- **DOCUMENT TEXT**:
┄┄┄┄┄┄
The company has created over sixty repertory works, including multiple evening-length works. The company has also created pieces for commissions by Yerba Buena Center for the Arts, Bates Dance Festival, San Francisco Exploratorium, and CAL Performances-UAM/PFA.

AXIS has performed in more than 100 U.S. cities, Europe, Israel, and Siberia. In 2002, they performed at the Olympic Arts Festival in Salt Lake City for the 2002 Winter Olympics. They also performed at the 2012 London paralympics. In 2015 AXIS Dance Company performed at the John F. Kennedy Center for the Performing Arts for National Dance Day

== Education and outreach ==

=== Advocacy ===
In May 2016 during its 30th anniversary season, AXIS Dance Company hosted the first three-day National Convening: The Future of Physically Integrated Dance in the USA Gibney Dance in New York City. This event was supported by the Doris Duke Charitable Foundation National Project Program, and culminated in the creation of the report, The Future of Physically Integrated Dance in the USA, which looks at “ways to 1) improve and expand training opportunities and develop pedagogy for dancers with disabilities; and 2) improve training and expand opportunities for disabled choreographers and non-disabled choreographers to work with disabled dancers or integrated ensembles.”
┄┄┄┄┄┄
- **Records from a data collection**:
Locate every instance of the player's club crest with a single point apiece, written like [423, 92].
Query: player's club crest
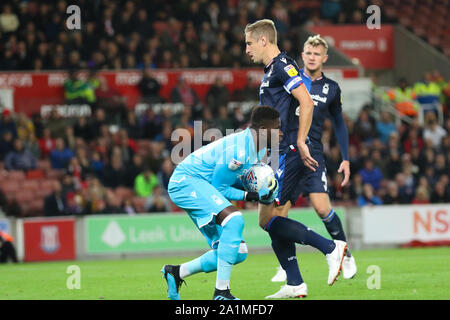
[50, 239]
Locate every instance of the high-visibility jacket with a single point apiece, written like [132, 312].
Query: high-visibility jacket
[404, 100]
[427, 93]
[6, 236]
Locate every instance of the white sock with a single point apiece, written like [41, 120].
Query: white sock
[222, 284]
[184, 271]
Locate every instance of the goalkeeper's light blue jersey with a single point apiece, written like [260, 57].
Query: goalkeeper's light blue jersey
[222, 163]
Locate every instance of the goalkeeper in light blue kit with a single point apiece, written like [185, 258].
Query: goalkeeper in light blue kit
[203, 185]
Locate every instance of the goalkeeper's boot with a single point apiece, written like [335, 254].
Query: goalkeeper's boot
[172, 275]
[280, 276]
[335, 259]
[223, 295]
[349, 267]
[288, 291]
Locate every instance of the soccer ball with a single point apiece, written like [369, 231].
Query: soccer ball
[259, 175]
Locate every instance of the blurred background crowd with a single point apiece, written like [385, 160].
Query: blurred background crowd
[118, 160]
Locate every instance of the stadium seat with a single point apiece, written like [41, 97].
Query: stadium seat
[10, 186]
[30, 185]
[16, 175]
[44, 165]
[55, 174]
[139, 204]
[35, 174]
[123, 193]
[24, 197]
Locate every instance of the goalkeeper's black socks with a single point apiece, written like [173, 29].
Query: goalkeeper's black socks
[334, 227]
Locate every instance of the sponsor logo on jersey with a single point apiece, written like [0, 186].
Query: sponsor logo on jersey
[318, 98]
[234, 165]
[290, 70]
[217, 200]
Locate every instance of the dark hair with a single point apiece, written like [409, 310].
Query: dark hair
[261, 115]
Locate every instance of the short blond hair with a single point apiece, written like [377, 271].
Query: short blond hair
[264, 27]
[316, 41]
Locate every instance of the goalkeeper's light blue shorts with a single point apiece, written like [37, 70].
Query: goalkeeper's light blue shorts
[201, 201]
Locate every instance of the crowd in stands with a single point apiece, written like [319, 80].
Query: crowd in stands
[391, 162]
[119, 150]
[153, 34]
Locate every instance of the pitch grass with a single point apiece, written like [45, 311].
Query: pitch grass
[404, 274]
┄┄┄┄┄┄
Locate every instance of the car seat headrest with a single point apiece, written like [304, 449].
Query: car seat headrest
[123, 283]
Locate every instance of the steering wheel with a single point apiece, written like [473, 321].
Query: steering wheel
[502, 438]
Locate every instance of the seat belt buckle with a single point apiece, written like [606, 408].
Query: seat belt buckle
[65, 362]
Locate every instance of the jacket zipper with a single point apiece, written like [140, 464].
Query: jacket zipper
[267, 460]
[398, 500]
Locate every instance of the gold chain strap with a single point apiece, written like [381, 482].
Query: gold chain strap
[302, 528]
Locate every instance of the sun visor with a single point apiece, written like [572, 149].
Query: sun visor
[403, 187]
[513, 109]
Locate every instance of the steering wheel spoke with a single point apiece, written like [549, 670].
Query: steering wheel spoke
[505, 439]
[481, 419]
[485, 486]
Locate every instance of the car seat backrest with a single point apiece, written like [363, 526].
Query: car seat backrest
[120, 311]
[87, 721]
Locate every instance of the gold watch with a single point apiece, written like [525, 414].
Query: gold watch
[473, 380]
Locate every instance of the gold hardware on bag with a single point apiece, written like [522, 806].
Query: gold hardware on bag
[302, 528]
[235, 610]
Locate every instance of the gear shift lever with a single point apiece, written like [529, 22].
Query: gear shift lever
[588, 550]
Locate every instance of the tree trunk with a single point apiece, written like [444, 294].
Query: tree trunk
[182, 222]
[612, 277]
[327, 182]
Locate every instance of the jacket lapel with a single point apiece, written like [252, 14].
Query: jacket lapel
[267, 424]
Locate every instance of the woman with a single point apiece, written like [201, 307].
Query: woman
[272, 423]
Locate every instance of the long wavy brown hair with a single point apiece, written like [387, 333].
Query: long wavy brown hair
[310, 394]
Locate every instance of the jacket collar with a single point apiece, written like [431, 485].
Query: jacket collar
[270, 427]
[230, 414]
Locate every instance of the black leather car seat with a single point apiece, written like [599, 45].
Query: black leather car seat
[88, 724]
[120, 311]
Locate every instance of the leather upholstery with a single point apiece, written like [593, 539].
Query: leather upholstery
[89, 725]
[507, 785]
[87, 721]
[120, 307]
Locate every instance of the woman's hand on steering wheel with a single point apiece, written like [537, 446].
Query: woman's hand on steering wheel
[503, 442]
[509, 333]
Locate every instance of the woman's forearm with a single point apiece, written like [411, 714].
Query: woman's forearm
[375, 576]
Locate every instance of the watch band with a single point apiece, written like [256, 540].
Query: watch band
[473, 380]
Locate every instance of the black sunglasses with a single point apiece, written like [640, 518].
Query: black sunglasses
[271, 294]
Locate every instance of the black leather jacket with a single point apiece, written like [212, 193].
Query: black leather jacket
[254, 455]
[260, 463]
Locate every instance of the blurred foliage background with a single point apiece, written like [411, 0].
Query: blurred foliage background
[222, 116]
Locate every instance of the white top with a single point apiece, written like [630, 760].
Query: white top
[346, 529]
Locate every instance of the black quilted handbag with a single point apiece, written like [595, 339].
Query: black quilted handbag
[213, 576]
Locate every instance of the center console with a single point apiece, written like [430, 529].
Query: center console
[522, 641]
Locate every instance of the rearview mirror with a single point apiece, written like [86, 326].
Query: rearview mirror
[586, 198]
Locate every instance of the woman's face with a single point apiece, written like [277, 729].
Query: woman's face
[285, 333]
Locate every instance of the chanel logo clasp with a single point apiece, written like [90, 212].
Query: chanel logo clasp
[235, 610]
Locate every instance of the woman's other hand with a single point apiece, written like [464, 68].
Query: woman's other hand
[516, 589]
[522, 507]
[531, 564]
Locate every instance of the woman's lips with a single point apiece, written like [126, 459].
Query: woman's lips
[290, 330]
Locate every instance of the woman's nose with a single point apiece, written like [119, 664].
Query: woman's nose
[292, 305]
┄┄┄┄┄┄
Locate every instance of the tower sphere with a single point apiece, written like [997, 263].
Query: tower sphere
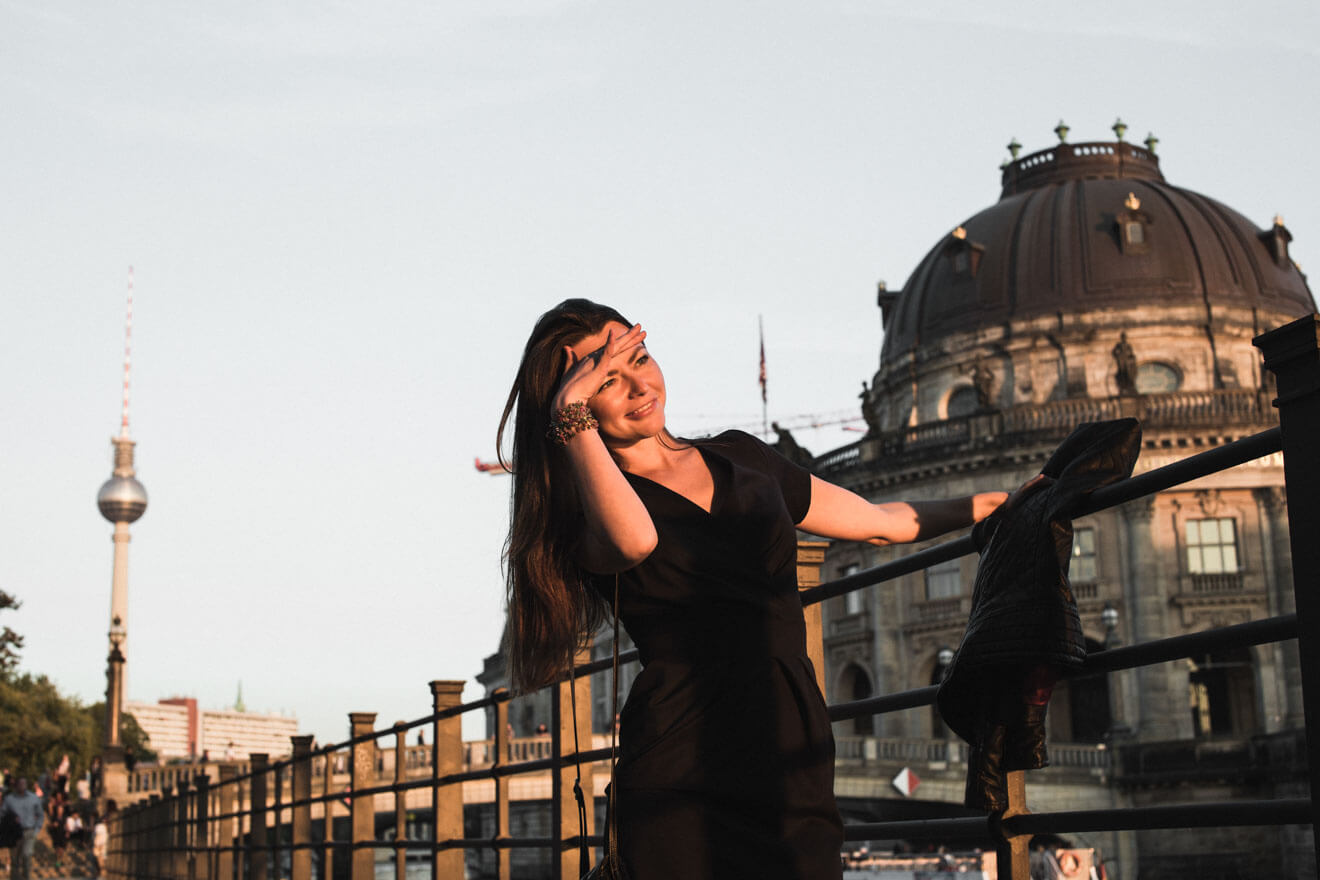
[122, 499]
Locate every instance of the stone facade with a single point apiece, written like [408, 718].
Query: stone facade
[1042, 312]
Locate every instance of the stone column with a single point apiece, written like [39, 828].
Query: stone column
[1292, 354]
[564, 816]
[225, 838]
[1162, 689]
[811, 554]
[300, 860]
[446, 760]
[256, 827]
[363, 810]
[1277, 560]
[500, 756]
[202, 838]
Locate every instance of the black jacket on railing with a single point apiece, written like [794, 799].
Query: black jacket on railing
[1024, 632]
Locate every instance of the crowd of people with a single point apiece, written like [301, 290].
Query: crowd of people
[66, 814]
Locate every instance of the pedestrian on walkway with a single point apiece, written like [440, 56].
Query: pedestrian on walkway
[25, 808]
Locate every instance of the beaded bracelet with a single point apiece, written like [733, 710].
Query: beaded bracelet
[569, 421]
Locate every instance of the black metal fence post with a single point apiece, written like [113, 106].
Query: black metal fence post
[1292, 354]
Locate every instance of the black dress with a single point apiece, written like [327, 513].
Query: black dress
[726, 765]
┄┄┄┄┄┄
- **WHAT THE TASK REQUIRES**: Set down the passage on AXIS Dance Company word for word, starting with "The company has created" and going on through "and CAL Performances-UAM/PFA.".

- **SOLVED EXERCISE**:
The company has created over sixty repertory works, including multiple evening-length works. The company has also created pieces for commissions by Yerba Buena Center for the Arts, Bates Dance Festival, San Francisco Exploratorium, and CAL Performances-UAM/PFA.